ABOUT THIS EXERCISE:
Repeat all entries exactly.

DATASET EXCERPTS:
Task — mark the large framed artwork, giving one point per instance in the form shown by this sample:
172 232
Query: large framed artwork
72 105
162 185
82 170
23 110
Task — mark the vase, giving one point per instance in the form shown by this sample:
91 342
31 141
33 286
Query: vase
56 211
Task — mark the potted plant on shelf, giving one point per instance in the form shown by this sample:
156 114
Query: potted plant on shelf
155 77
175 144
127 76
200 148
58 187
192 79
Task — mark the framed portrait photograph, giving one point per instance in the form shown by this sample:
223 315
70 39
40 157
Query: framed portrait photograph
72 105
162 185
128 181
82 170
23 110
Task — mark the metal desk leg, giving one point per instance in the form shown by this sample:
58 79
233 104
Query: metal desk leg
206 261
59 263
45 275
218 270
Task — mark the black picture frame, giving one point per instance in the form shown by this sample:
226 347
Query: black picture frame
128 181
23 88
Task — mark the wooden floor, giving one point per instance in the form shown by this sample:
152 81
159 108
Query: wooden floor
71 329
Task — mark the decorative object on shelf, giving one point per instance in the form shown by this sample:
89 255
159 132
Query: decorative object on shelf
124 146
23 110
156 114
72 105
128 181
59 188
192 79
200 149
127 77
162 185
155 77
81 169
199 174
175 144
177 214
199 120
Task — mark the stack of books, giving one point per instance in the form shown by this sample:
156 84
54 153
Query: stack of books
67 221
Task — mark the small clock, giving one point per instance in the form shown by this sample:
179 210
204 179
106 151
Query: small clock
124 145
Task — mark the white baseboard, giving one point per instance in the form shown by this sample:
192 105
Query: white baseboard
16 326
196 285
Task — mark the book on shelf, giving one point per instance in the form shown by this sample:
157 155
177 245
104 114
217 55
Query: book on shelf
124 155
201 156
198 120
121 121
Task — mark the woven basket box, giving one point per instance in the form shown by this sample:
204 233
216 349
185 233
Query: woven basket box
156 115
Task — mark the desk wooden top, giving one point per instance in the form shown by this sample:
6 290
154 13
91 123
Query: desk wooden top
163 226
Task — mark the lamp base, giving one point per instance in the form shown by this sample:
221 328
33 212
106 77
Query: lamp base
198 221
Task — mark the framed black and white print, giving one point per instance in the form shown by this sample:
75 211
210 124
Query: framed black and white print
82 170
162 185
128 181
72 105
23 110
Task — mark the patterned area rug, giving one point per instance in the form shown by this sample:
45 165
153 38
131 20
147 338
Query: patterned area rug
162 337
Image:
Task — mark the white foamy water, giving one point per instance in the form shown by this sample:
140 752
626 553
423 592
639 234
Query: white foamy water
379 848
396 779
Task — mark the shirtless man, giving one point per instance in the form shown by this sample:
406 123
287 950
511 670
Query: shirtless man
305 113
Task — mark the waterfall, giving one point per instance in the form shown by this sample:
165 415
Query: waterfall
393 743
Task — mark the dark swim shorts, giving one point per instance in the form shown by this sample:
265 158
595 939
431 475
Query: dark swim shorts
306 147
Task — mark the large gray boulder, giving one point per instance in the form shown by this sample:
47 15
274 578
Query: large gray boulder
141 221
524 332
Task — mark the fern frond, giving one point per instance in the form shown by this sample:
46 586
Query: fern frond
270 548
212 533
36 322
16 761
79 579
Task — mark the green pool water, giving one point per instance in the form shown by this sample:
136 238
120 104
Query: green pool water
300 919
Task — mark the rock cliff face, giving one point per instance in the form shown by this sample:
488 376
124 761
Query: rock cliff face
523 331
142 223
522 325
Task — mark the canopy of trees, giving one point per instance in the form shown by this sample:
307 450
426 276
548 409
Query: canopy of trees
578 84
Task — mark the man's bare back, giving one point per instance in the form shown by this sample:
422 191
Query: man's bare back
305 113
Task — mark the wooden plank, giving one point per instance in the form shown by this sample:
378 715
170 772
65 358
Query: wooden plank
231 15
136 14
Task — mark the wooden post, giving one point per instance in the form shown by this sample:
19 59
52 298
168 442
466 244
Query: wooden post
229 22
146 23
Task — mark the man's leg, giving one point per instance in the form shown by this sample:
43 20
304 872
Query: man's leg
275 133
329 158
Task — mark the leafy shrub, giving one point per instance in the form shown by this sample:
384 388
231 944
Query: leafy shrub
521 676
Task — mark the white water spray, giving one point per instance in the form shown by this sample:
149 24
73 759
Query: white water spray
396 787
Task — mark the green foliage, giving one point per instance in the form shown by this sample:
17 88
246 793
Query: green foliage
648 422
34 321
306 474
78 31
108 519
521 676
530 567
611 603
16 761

FINISHED TASK:
Task — mark the large framed artwork, giving one point per instance in the form shown by this sample:
172 232
Query: large framed artwork
72 105
162 185
82 170
23 110
Task — mark the vase, giving one point per instance in the form shown by this sample:
91 342
31 141
33 286
Query: vase
56 211
Task — mark the potted plant on shelf, giving one point per instance in the form shown by this sample:
156 114
Query: potted plant on shelf
155 77
175 144
127 76
200 148
58 187
192 79
Task — mark the framed portrait photograph, giving one point per instance in the form shown by this sample:
223 315
70 39
40 157
Query: framed portrait photograph
72 105
162 185
128 181
82 170
23 110
Task — mark the metal desk leg, giving one point per instance in the form shown by this sample:
58 79
233 104
Query: metal desk leg
206 261
59 263
45 275
218 270
Task — mark the black picture frame, giving one point per instance in the form shown by this sample:
226 347
Query: black picture frame
128 181
23 88
Task — mark the wooden floor, giving one point per instance in the form shown by this sample:
152 81
159 108
Query: wooden floor
71 329
Task — mark the decorative object on shelf, giving one point per instance in the form shown by this sample:
89 255
159 132
Query: decorative object on shelf
124 146
23 110
156 114
72 105
128 181
59 188
192 79
200 149
127 77
162 185
155 77
81 169
199 174
175 144
177 214
199 120
Task — mark the stack of books, giving one point per instance in the form shown by this sample:
156 84
54 153
Query: stack of books
67 221
Task — mark the small clock, giving one point per instance in the form shown by this sample:
179 210
204 179
106 151
Query: small clock
124 145
Task — mark the white baseboard, giving one point per instance in the form shown by this sample:
192 105
Query: white baseboard
16 326
196 285
Task — mark the book on shelf, giving one point per instance in the form shown by this sample:
157 155
177 245
104 114
217 55
Query: book on shelf
124 155
201 156
198 120
121 121
Task — mark the woven basket box, giving one point per instance in the form shown by this sample:
204 233
216 349
185 233
Query: woven basket box
156 115
Task — mark the desk wooden top, giving one point per instance in the form shown by this sample:
6 290
154 13
91 123
Query: desk wooden top
163 226
Task — mark the lamp base, giving one point per instance in the form shown by this sample:
221 328
33 212
106 77
Query: lamp base
198 221
Task — mark the framed black and white print, giving one point per instance in the form shown by this sample:
75 211
210 124
Query: framed black and white print
82 170
162 185
128 181
72 105
23 110
Task — mark the patterned area rug, giving one point per instance in the form shown by this sample:
45 165
153 38
131 20
147 338
Query: patterned area rug
162 337
Image:
Task — mark the white foamy water, giving one point per instance in the form shown by this sample:
140 752
626 553
423 592
639 234
Query: white foamy water
379 848
396 779
Task — mark the shirtless man, giving one point per instance in the form shown by this sample:
406 123
287 950
511 670
Query: shirtless man
305 113
Task — mark the waterfall, giving one point per instance in the form shown by this sample:
165 415
Query: waterfall
393 743
Task — mark the dark swim shorts, giving one point per instance in the form shown by this sample:
265 158
595 939
431 475
Query: dark swim shorts
306 147
Task — mark the large gray boulder, giving one point per instance in the form shown by this sample:
47 15
274 578
Query: large gray boulder
141 221
524 332
Task — mark the fern frond, giving one point per instance in the form shown by this sample:
46 586
Query: fern frond
270 548
212 533
36 322
16 761
79 579
Task — mark the green pool water, giving one point per instance in the form shown by this sample:
136 238
120 104
Query: green pool water
300 919
Task — mark the rock cliff face, giving one point per instance in the form shown by this sample:
488 376
124 761
Query: rock cliff face
523 331
142 223
522 325
Task — mark the canopy of trees, giving one point per instance in the form shown by this sample:
307 450
426 276
548 409
Query: canopy of trees
578 84
Task — mark the man's bare back, giving one point per instance in the form shown by this sample:
422 191
Query: man's bare back
305 113
Task — mark the wooden plank, giving one point per instance in the form shown by this sample:
378 715
170 772
65 358
Query: wooden plank
231 15
136 14
Task — mark the wooden post, giving one point per instance in the form shown by this sample:
19 59
52 298
168 442
466 244
Query: wooden post
229 22
146 23
Task — mark the man's leg, giving one point per instance in the form shown by this sample:
43 20
304 872
Query: man's leg
275 133
329 158
Task — mark the leafy shrub, giving one point per instance in the form shown by this sample:
384 388
231 944
Query: leafy shrub
521 676
Task — mark the white water spray, giving one point per instance in the form shown by this sample:
149 24
73 759
Query: white water spray
396 787
Task — mark the green foliage, giving one point per instance in the form shown by this sample:
17 88
246 793
Query: green foliage
648 422
34 321
306 474
78 31
108 519
521 676
530 567
611 603
16 761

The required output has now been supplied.